## Document text:
————————
When the Final Solution was extended westward from the occupied Soviet Union to the rest of Europe in 1942, this created a problem in German-Danish relations. Danish authorities understood that yielding Jewish citizens to Germany would compromise Danish sovereignty. In December 1942, the United States, Great Britain, and the Soviet Union issued a warning that collaborators in the German crime of killing Jews would face consequences after the war. Sovereign governments, such as the Danish one, were in a position to heed such warnings. In early 1943, after the German surrender at Stalingrad, the tide of the war turned visibly against Germany. Copenhagen had ever less reason to participate in the Final Solution, while German authorities had ever less reason to alienate the Danes.

The elimination of the Jews nevertheless remained a constant priority in Berlin, and for Werner Best, the leader of the Nazi occupation authority in Denmark. In his initial communications with Berlin, Best maintained that a Final Solution in Denmark was impractical, since it would violate the constitution and lead to the fall of the government. This would force a massive German intervention and disrupt the favorable equilibrium that had been attained. But when the Danish government fell for other reasons, Best saw the opportunity to kill the Jews. It could be done, he thought, in the interval of instability, before a new government was formed. He made the appropriate proposal to Berlin in early September 1943.

There was a will but there was not a way. Rudolf Mildner was assigned to Copenhagen as the head of the Security Police and SD on September 20. He came directly from Katowice, in occupied Poland, where he had been the Gestapo chief with responsibility for Auschwitz. In other words, he was hardly a man without experience in the mass murder of Jews. Yet what he saw in Copenhagen convinced him that a Final Solution, at least of the sort that had been achieved in the stateless zone, was impossible in Denmark. He was confronted in Copenhagen with institutions that had been abolished further east: a sovereign state, political parties with convictions and support, local civil society in various forms, a police force that could not be expected to cooperate. Other German authorities had already drawn much the same conclusion. The local army commander refused to support the German police in any action against Jews. The local naval commander sent all of his ships for repairs on the day chosen for the roundup of Jews, October 2, 1943, so that the coast would be clear for whatever the Danes would wish to do. He also informed Social Democratic politicians of the date, and they in turn informed Danish Jews.
————————
## Directions:
**a.** Copy out the part of the passage on Denmark and the Final Solution that begins with the words containing "When the Final" and ends with "alienate the Danes.".
**b.** In the passage on Denmark and the Final Solution, which institutions did Rudolf Mildner find in Copenhagen that had been abolished further east? List every one.
The items that come after this passage are separate material and have no connection to it.
————————
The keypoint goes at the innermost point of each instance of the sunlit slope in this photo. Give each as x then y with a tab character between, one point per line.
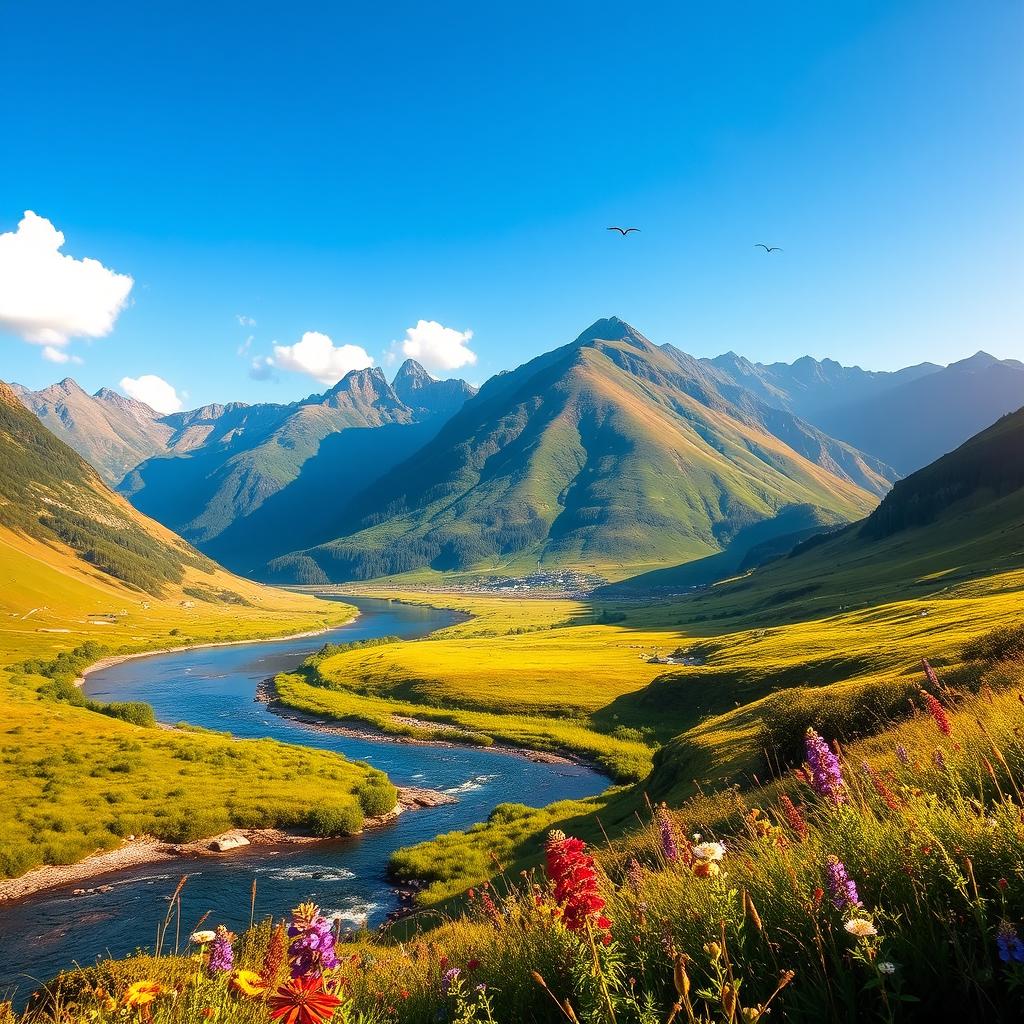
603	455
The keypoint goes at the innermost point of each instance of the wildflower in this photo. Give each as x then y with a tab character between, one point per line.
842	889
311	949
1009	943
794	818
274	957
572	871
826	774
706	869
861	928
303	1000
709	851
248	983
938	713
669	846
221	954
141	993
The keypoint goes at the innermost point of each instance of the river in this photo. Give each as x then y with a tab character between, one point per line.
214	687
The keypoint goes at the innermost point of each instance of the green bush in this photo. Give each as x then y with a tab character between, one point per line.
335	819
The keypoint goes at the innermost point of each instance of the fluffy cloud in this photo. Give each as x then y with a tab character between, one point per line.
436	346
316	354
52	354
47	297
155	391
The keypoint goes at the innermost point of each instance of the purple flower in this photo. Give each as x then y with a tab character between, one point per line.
————————
## The responses:
**a.**
When the Final Solution was extended westward from the occupied Soviet Union to the rest of Europe in 1942, this created a problem in German-Danish relations. Danish authorities understood that yielding Jewish citizens to Germany would compromise Danish sovereignty. In December 1942, the United States, Great Britain, and the Soviet Union issued a warning that collaborators in the German crime of killing Jews would face consequences after the war. Sovereign governments, such as the Danish one, were in a position to heed such warnings. In early 1943, after the German surrender at Stalingrad, the tide of the war turned visibly against Germany. Copenhagen had ever less reason to participate in the Final Solution, while German authorities had ever less reason to alienate the Danes.

**b.**
- a sovereign state
- political parties with convictions and support
- local civil society in various forms
- a police force that could not be expected to cooperate